:: TASK DETAILS ::
Having found the line containing "Where can you see the kanji" in the records below, copy that line and each later one exactly, dropping pictures.

:: DATASET EXTRACT ::
= Beginning of Section =

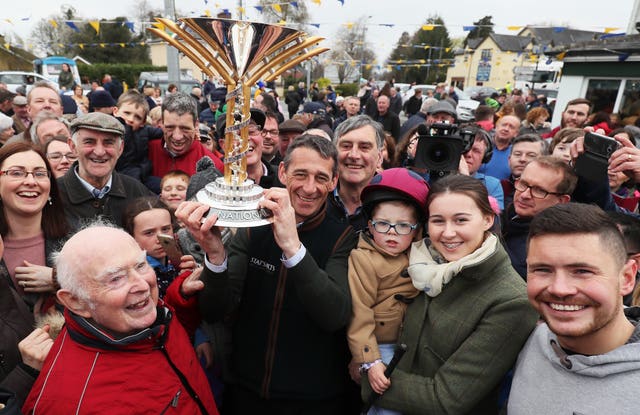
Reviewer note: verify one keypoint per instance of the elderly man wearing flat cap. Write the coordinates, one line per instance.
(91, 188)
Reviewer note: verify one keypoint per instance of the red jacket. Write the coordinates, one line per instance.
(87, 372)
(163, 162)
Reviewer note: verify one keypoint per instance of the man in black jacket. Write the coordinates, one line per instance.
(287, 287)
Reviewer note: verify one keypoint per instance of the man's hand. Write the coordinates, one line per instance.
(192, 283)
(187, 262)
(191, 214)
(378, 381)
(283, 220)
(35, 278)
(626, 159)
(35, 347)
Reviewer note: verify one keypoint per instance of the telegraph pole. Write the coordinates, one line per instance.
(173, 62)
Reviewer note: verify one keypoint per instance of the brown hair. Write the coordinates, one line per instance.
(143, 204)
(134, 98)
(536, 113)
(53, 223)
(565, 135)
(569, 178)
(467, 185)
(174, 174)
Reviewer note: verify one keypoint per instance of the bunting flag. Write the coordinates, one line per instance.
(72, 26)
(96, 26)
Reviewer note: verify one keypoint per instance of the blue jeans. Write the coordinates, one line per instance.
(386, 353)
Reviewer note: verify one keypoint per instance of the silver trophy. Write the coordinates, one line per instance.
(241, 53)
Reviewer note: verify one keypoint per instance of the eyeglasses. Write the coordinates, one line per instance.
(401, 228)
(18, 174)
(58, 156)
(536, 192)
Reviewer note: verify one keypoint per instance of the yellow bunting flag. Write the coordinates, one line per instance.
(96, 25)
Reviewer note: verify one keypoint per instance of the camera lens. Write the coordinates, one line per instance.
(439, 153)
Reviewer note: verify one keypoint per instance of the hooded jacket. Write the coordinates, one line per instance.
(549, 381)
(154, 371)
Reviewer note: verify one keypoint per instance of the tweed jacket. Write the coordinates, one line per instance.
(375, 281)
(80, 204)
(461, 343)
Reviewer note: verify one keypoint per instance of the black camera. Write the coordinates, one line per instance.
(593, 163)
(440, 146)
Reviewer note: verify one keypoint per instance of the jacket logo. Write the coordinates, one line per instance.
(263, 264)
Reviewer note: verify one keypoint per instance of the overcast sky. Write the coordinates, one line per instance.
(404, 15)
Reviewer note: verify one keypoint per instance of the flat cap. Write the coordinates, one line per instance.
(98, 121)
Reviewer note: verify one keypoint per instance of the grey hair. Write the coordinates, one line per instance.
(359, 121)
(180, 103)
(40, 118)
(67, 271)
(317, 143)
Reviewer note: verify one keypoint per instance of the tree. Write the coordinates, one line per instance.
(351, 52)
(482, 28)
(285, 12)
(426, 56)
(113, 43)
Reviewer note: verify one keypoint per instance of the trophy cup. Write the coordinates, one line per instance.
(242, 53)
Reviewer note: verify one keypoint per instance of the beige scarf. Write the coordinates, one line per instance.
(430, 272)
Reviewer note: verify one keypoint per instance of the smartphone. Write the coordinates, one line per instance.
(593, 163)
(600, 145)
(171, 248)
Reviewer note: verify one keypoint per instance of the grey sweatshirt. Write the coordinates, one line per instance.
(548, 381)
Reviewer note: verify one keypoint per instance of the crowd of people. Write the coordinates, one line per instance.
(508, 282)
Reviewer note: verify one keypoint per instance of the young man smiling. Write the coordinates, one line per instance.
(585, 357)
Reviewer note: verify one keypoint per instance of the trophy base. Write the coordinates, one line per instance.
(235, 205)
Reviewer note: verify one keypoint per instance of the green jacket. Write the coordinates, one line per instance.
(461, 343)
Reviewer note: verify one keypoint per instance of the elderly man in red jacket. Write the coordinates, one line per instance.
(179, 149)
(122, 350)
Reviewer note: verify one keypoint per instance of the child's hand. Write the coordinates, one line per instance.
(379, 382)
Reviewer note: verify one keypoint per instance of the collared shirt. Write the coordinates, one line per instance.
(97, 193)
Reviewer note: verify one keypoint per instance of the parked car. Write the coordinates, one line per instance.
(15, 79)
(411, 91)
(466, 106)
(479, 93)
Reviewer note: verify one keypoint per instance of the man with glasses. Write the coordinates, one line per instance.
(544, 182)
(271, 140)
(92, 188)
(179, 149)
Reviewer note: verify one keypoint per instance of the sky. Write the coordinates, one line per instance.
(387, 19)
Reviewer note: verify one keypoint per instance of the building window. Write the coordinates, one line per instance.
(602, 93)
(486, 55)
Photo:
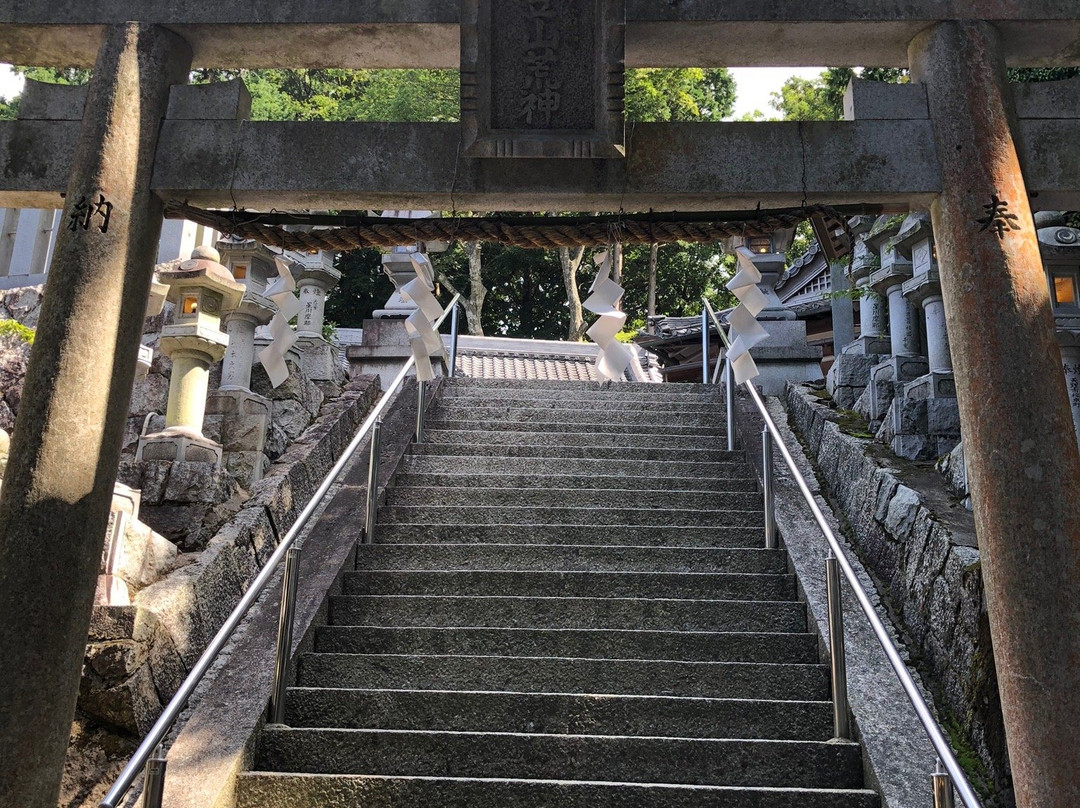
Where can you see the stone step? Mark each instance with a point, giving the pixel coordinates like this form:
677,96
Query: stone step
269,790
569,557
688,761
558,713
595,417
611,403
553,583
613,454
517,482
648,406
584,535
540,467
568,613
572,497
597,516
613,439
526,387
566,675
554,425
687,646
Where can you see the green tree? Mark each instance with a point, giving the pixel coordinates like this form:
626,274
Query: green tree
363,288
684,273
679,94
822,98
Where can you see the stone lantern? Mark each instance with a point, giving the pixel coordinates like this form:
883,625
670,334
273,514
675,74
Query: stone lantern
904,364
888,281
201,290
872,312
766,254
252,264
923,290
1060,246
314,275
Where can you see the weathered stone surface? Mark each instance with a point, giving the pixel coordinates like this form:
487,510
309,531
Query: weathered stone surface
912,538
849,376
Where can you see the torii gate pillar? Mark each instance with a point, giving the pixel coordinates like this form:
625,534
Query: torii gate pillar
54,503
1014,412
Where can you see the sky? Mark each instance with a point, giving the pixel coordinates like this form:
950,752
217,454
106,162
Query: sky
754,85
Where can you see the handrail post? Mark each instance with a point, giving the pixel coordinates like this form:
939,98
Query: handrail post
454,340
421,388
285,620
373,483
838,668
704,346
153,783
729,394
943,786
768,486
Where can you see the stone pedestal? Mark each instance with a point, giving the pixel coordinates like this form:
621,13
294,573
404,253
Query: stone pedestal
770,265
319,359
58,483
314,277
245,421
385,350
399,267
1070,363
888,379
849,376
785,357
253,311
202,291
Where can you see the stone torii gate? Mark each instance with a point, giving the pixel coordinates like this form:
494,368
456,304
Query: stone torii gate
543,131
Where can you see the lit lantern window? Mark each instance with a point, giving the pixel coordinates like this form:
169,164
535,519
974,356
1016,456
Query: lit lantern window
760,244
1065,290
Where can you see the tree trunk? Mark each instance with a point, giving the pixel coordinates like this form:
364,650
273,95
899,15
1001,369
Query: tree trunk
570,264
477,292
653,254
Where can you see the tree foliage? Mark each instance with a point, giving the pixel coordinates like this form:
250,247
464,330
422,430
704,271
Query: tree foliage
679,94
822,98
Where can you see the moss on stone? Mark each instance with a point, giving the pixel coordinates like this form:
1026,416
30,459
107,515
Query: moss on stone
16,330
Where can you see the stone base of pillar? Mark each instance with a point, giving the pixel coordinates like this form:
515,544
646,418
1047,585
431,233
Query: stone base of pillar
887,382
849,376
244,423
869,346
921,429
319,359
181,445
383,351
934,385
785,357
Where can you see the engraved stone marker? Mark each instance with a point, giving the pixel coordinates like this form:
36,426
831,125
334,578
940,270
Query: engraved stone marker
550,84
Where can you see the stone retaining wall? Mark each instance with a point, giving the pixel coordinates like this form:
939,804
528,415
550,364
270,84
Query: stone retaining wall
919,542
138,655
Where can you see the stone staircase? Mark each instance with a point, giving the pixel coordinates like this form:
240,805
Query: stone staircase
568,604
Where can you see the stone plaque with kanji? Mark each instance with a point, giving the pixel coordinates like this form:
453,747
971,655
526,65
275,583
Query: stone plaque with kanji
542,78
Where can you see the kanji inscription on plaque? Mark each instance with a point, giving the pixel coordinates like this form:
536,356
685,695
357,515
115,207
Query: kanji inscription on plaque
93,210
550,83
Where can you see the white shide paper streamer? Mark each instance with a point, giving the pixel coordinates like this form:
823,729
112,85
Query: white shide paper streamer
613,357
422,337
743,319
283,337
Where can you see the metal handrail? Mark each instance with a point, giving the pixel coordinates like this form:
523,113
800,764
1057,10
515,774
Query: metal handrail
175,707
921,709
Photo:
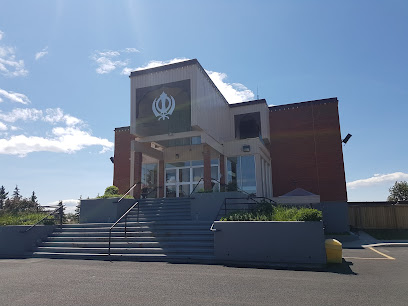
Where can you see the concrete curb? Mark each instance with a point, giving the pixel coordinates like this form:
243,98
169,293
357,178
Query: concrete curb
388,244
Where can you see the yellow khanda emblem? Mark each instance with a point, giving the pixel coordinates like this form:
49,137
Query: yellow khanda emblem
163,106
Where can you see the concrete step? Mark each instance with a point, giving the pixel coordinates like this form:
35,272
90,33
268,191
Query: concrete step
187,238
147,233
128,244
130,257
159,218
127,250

= End of Section =

:: YOUR RESPONSE ::
Where can you see the kanji inscription on plaque? Mark each instance with a point, giving the pixel coordinates like this form:
536,356
685,695
357,515
115,207
Query: kanji inscription on plaque
93,210
550,83
Where can you see the white shide paper streamer? Mark each instance with a point, giving the pixel coordinates like this form:
823,729
112,85
Query: white shide paper streamer
613,357
422,337
743,319
283,337
Where can you see the metal handrail? Mark each instance with a point, giving the pixel coordinates like this form:
523,113
800,764
1057,10
515,774
Query: metal handrail
175,707
921,709
Photo:
Where can you see the concrete curb? Mark each instance with a point, giving the pixel coordinates like this form:
243,98
169,293
357,178
Query: concrete curb
388,244
Where can you see the yellow khanda emblem? Mark each instance with a point, giving the pixel coordinates like this form:
49,137
Query: yellow khanda emblem
163,106
Where can you see the concrete step? Mark each instance with a point, giving the pixel coordinates like this form:
35,272
90,33
268,191
Query: concrete step
187,238
147,233
128,244
130,257
159,218
127,250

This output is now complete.